▶ [Work request] Write out the full listing exactly as it appears below.

▶ [Records for processing]
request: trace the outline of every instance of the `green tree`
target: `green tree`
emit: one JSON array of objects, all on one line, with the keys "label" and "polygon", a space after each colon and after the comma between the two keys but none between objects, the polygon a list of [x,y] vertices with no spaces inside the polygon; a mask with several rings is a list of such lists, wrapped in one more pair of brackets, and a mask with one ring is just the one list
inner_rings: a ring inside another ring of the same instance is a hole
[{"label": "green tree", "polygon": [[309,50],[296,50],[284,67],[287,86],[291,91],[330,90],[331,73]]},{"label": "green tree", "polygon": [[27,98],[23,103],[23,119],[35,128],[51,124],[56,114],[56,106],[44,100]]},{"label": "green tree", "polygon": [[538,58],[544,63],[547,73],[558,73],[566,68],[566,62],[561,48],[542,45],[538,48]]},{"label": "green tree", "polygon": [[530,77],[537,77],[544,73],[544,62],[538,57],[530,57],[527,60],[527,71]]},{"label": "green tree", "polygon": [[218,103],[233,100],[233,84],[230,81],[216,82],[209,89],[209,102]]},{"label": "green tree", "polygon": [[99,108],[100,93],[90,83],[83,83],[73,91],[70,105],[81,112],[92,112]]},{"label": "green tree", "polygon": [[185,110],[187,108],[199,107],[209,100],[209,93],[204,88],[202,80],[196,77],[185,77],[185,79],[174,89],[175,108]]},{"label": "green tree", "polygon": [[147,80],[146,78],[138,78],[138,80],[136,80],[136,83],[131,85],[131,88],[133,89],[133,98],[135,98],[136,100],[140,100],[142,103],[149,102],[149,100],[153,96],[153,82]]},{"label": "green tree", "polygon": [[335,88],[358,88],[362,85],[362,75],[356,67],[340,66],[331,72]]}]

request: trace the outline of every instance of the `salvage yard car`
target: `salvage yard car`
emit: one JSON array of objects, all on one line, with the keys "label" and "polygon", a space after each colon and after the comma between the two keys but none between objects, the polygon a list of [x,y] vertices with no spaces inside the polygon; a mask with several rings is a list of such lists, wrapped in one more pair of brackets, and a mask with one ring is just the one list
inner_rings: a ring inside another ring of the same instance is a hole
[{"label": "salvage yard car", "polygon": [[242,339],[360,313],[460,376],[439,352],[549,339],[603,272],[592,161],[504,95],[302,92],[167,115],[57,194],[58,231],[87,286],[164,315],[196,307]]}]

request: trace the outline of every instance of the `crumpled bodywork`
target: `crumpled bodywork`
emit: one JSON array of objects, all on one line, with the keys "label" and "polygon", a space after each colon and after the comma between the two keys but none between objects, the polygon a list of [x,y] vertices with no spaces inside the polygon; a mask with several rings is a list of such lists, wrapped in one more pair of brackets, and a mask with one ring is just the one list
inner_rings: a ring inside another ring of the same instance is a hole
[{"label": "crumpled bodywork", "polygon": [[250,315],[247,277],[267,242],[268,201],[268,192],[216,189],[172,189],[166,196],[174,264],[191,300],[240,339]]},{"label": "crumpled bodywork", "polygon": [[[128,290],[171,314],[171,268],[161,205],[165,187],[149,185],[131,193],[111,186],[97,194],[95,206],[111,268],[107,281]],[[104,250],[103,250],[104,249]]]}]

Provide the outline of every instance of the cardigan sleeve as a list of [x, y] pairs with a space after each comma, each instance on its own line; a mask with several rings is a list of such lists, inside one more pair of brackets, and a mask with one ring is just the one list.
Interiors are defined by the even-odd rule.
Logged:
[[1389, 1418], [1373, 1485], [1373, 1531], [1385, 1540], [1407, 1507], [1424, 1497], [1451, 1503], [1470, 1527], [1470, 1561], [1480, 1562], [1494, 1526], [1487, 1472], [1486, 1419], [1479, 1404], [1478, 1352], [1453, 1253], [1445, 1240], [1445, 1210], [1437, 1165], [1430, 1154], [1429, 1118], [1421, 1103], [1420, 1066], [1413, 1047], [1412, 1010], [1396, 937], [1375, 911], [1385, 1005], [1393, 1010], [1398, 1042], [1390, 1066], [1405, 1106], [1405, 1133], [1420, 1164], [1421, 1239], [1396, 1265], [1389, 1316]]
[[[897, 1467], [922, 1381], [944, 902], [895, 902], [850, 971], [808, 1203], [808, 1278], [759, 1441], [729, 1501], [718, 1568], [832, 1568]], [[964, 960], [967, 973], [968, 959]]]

▶ [Solution for this task]
request: trace the outline of every instance of the `green tree`
target: `green tree`
emit: one JSON array of objects, all on one line, with the keys "label" and "polygon", a space after each colon and after the comma between the two keys but none between objects, the polygon a list of [x,y] vertices with no spaces inside the polygon; a mask with several rings is a list of such lists, wrapped in one more pair of brackets, and a mask with one ring is just the one list
inner_rings: a ring inside another ring of the same instance is a hole
[{"label": "green tree", "polygon": [[309,50],[296,50],[284,67],[287,86],[291,91],[330,90],[331,73]]},{"label": "green tree", "polygon": [[27,98],[23,103],[23,119],[35,128],[51,124],[56,114],[56,106],[44,100]]},{"label": "green tree", "polygon": [[538,58],[544,63],[547,73],[558,73],[566,68],[566,62],[561,48],[542,45],[538,48]]},{"label": "green tree", "polygon": [[530,77],[537,77],[544,73],[544,62],[538,57],[530,57],[527,60],[527,71]]},{"label": "green tree", "polygon": [[218,103],[233,100],[233,84],[230,81],[216,82],[209,89],[209,102]]},{"label": "green tree", "polygon": [[99,108],[100,93],[90,83],[83,83],[73,91],[70,105],[81,112],[92,112]]},{"label": "green tree", "polygon": [[185,110],[187,108],[199,107],[209,100],[209,93],[204,88],[202,80],[196,77],[185,77],[185,79],[174,89],[175,108]]},{"label": "green tree", "polygon": [[147,80],[146,78],[138,78],[138,80],[136,80],[136,83],[131,85],[131,88],[133,89],[133,98],[135,98],[136,100],[140,100],[142,103],[149,102],[149,100],[153,96],[153,82]]},{"label": "green tree", "polygon": [[335,88],[358,88],[362,85],[362,75],[356,67],[340,66],[331,72]]}]

request: trace the outline of every instance of the `salvage yard car`
target: `salvage yard car`
emit: one JSON array of objects, all on one line, with the keys "label" and "polygon", a space after each colon and after the comma between the two keys but none between objects, the polygon a list of [x,y] vertices with no spaces inside the polygon; a mask with several rings is a list of such lists, wrapped in one more pair of brackets, and a mask with one ring is just the one list
inner_rings: a ring inside another ring of the same instance is a hole
[{"label": "salvage yard car", "polygon": [[242,339],[360,313],[460,376],[439,352],[549,339],[603,272],[592,161],[504,95],[302,92],[167,115],[57,194],[58,231],[87,286],[164,315],[196,307]]}]

request: trace the outline of every instance of the `crumpled bodywork`
target: `crumpled bodywork`
emit: one JSON array of objects, all on one line, with the keys "label" and "polygon", a space after each colon and after the comma between the two keys but none between objects, the polygon a list of [x,y] vertices with no spaces inside the polygon; a mask with several rings is a list of such lists, wrapped in one more pair of brackets, and a mask with one ring is just the one list
inner_rings: a ring inside another ring of the same instance is a hole
[{"label": "crumpled bodywork", "polygon": [[250,315],[247,277],[267,242],[268,201],[268,192],[216,189],[172,189],[166,196],[174,264],[191,300],[240,339]]},{"label": "crumpled bodywork", "polygon": [[[128,290],[171,314],[171,268],[161,205],[165,187],[149,185],[131,193],[111,186],[97,194],[95,206],[111,268],[107,281]],[[104,250],[103,250],[104,249]]]}]

Provide the outline of every instance of the cardigan sleeve as a list of [x, y] pairs with a space after each comma, each instance on its own line; a mask with several rings is a list of such lists, inside one more pair of brackets, and a mask with one ring is just the one list.
Interiors are defined by the even-odd rule.
Logged:
[[1389, 1418], [1373, 1485], [1373, 1531], [1385, 1540], [1407, 1507], [1424, 1497], [1451, 1503], [1470, 1527], [1470, 1561], [1480, 1562], [1494, 1526], [1487, 1472], [1486, 1419], [1479, 1404], [1478, 1352], [1453, 1253], [1445, 1240], [1445, 1210], [1437, 1165], [1430, 1154], [1429, 1118], [1421, 1103], [1420, 1066], [1413, 1047], [1412, 1010], [1396, 937], [1375, 911], [1385, 1005], [1393, 1010], [1398, 1042], [1390, 1066], [1405, 1106], [1405, 1133], [1420, 1164], [1421, 1239], [1396, 1265], [1389, 1316]]
[[[897, 1467], [922, 1381], [944, 902], [895, 902], [850, 971], [808, 1203], [808, 1278], [759, 1441], [729, 1501], [718, 1568], [832, 1568]], [[964, 960], [967, 973], [968, 959]]]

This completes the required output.